| Job |
Without including any images, reproduce each entry exactly.
-----
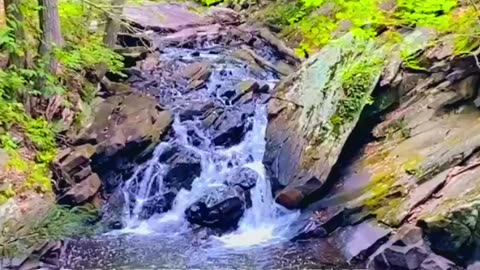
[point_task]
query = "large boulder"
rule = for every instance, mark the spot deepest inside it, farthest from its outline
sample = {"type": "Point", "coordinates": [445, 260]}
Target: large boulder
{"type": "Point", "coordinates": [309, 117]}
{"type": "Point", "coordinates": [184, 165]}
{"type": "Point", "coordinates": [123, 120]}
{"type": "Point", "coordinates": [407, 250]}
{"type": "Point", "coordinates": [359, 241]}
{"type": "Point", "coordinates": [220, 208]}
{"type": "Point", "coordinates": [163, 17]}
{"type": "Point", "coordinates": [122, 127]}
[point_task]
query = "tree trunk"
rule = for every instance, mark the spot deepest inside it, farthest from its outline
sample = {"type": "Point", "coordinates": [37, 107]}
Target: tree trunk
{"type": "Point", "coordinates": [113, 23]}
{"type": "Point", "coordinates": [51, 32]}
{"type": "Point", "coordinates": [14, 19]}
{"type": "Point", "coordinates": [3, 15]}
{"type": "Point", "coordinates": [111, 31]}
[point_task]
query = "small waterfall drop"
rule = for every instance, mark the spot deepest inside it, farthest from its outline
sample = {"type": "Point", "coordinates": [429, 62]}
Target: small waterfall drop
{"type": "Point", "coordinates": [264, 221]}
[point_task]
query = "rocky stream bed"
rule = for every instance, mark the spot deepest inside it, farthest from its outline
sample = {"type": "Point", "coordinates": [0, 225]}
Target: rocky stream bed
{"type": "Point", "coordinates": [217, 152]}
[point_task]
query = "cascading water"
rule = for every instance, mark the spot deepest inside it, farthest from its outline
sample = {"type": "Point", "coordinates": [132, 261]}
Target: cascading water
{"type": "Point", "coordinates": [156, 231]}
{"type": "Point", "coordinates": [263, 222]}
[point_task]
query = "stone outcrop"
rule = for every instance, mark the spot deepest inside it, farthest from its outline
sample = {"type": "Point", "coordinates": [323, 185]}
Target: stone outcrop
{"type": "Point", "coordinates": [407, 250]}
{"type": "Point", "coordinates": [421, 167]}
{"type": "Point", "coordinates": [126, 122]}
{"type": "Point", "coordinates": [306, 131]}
-----
| Full answer |
[point_task]
query = "large boulder"
rule = for every instance, mark the spot deepest inside it, farthest from its outline
sample = {"type": "Point", "coordinates": [445, 260]}
Target: large boulder
{"type": "Point", "coordinates": [309, 117]}
{"type": "Point", "coordinates": [184, 165]}
{"type": "Point", "coordinates": [123, 120]}
{"type": "Point", "coordinates": [407, 250]}
{"type": "Point", "coordinates": [359, 241]}
{"type": "Point", "coordinates": [220, 208]}
{"type": "Point", "coordinates": [163, 17]}
{"type": "Point", "coordinates": [122, 127]}
[point_task]
query = "tree trunk"
rule = for every instance, mark the spot deepest inside it, farthest from its outline
sample = {"type": "Point", "coordinates": [37, 107]}
Target: tree trunk
{"type": "Point", "coordinates": [113, 23]}
{"type": "Point", "coordinates": [51, 32]}
{"type": "Point", "coordinates": [14, 19]}
{"type": "Point", "coordinates": [3, 15]}
{"type": "Point", "coordinates": [111, 31]}
[point_task]
query = "small waterfall drop"
rule = for every instance, mark the spot deepest inside it, farthest from its outline
sample = {"type": "Point", "coordinates": [429, 62]}
Target: small waterfall drop
{"type": "Point", "coordinates": [264, 221]}
[point_task]
query = "rocky stream bed"
rule = for every instance, mark the spot deepest inside it, farthest from its outline
sample = {"type": "Point", "coordinates": [0, 225]}
Target: rocky stream bed
{"type": "Point", "coordinates": [217, 152]}
[point_task]
query = "cascading water"
rule = for every instance, mark the spot deepest inside it, farthest from its outline
sample = {"type": "Point", "coordinates": [132, 261]}
Target: cascading water
{"type": "Point", "coordinates": [156, 231]}
{"type": "Point", "coordinates": [263, 222]}
[point_task]
query = "stone outcrop"
rule = for every instance, mark the spot deepest inside it, farthest from its outline
sample = {"type": "Point", "coordinates": [323, 185]}
Target: stone outcrop
{"type": "Point", "coordinates": [407, 250]}
{"type": "Point", "coordinates": [421, 167]}
{"type": "Point", "coordinates": [126, 122]}
{"type": "Point", "coordinates": [306, 131]}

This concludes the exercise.